■ Problemas e tarefas:
[1] Extraia do trecho do texto a passagem que começa em "Sim, já falaram" e vai até "face das águas.".
[2] De acordo com o trecho do texto, o que quem escreve prefere se tiver de escolher?

■ Trecho do texto:
-------

28.10.06

insustentável leveza insuficiente

Sim, já falaram na insustentável leveza, mas talvez tenham deixado de lado a insuficiência. De fato, cá estou eu: insuficiente. Não caibo em mim e transbordo pelas beiradas. Contamino e adoeço. Os anti-corpos vão pelo lado de fora. E quem, mais do que eu, é um anti-corpo? Do lado de dentro apenas desejo. Mas desejo de não-realização. Tenho plena consciência de que se tivesse meus desejos realizados seria extremamente infeliz. Não! Quero apenas a busca... Quero apenas a aposta. E se for pra escolher, prefiro perder. No entanto, em zonas de não-consciência, eu comemoro vitórias. E ela segue o rumo dela. Eu sigo o meu, com outras. Tudo isso falo comigo mesmo e me escondo atrás de meu ser plasmado. A todos os outros: “Oi, tudo bem? Como está? Eu tou bem.” Loucura momentânea. Estou bem. Amanhã estarei melhor. E... E... E o espírito de Deus pairava sobre a face das águas.

-------

■ Itens fornecidos:

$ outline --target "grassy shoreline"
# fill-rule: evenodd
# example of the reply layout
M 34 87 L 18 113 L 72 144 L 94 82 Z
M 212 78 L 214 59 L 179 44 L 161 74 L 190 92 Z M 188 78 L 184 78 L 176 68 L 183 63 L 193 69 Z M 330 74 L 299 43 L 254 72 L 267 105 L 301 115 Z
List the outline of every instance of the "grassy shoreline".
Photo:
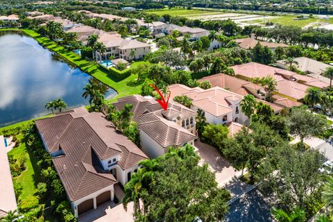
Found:
M 56 53 L 59 56 L 63 58 L 66 62 L 74 65 L 79 68 L 83 72 L 93 76 L 101 83 L 105 84 L 108 87 L 114 89 L 117 94 L 116 96 L 111 99 L 111 101 L 115 101 L 117 98 L 123 97 L 128 95 L 139 94 L 141 90 L 141 85 L 129 86 L 128 83 L 130 81 L 135 80 L 137 78 L 137 74 L 132 74 L 128 78 L 123 80 L 118 80 L 116 77 L 112 76 L 110 73 L 101 67 L 99 65 L 87 61 L 74 52 L 68 50 L 67 49 L 58 45 L 54 41 L 49 39 L 46 37 L 43 37 L 31 29 L 18 28 L 0 28 L 1 31 L 20 31 L 25 35 L 30 36 L 35 39 L 38 43 L 51 51 Z M 139 62 L 133 63 L 133 66 L 135 64 Z M 38 119 L 45 118 L 49 117 L 49 115 L 40 117 Z M 22 122 L 18 122 L 3 127 L 0 127 L 0 131 L 11 128 L 15 128 L 19 126 L 28 125 L 32 123 L 35 119 L 24 121 Z

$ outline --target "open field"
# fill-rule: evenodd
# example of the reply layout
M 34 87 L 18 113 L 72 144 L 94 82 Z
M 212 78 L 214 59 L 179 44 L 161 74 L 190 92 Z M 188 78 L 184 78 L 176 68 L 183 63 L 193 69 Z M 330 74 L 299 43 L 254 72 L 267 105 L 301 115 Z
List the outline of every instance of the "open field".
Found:
M 145 12 L 148 14 L 156 14 L 160 16 L 165 14 L 168 14 L 171 16 L 184 16 L 187 17 L 203 15 L 208 15 L 223 13 L 223 12 L 213 11 L 213 10 L 187 10 L 187 9 L 162 9 L 162 10 L 147 10 L 147 11 L 145 11 Z
M 273 18 L 267 18 L 264 19 L 254 19 L 252 21 L 247 21 L 246 22 L 252 24 L 259 24 L 260 25 L 264 25 L 266 22 L 271 22 L 274 24 L 279 24 L 284 26 L 293 25 L 299 27 L 305 27 L 307 26 L 318 26 L 319 24 L 322 23 L 333 23 L 333 20 L 332 19 L 332 18 L 328 20 L 318 17 L 309 18 L 308 19 L 293 20 L 293 19 L 295 19 L 296 17 L 296 15 L 284 15 L 274 17 Z
M 147 10 L 147 13 L 154 13 L 158 15 L 168 14 L 171 16 L 182 16 L 191 19 L 207 20 L 224 20 L 230 19 L 239 24 L 241 26 L 249 24 L 259 24 L 264 26 L 267 22 L 282 25 L 293 25 L 299 27 L 320 26 L 321 25 L 333 24 L 333 18 L 326 19 L 325 17 L 314 17 L 308 19 L 293 20 L 296 15 L 270 15 L 268 14 L 243 13 L 238 12 L 225 12 L 214 10 L 198 9 L 163 9 L 156 10 Z

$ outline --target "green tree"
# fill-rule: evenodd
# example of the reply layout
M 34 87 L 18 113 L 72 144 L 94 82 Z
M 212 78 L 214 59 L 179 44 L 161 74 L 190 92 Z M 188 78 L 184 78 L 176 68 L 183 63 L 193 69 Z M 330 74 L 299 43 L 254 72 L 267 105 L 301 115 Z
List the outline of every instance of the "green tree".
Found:
M 311 106 L 319 103 L 321 101 L 321 90 L 315 87 L 307 88 L 304 101 Z
M 124 207 L 134 202 L 135 221 L 221 221 L 228 212 L 230 194 L 218 188 L 208 166 L 191 146 L 174 149 L 141 163 L 125 185 Z M 141 203 L 139 200 L 141 200 Z
M 323 132 L 327 127 L 326 119 L 307 111 L 305 107 L 293 108 L 289 118 L 290 133 L 300 139 L 301 148 L 304 139 Z
M 333 78 L 333 67 L 328 67 L 323 76 L 330 78 L 330 87 L 332 88 L 332 79 Z
M 305 222 L 306 214 L 303 210 L 296 207 L 290 214 L 282 209 L 273 208 L 272 213 L 278 222 Z
M 251 122 L 252 115 L 255 113 L 257 101 L 255 96 L 248 94 L 245 96 L 239 103 L 241 112 L 248 118 L 246 125 L 248 126 Z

-------

■ Respostas:
[1]
Sim, já falaram na insustentável leveza, mas talvez tenham deixado de lado a insuficiência. De fato, cá estou eu: insuficiente. Não caibo em mim e transbordo pelas beiradas. Contamino e adoeço. Os anti-corpos vão pelo lado de fora. E quem, mais do que eu, é um anti-corpo? Do lado de dentro apenas desejo. Mas desejo de não-realização. Tenho plena consciência de que se tivesse meus desejos realizados seria extremamente infeliz. Não! Quero apenas a busca... Quero apenas a aposta. E se for pra escolher, prefiro perder. No entanto, em zonas de não-consciência, eu comemoro vitórias. E ela segue o rumo dela. Eu sigo o meu, com outras. Tudo isso falo comigo mesmo e me escondo atrás de meu ser plasmado. A todos os outros: “Oi, tudo bem? Como está? Eu tou bem.” Loucura momentânea. Estou bem. Amanhã estarei melhor. E... E... E o espírito de Deus pairava sobre a face das águas.

[2] Prefere perder.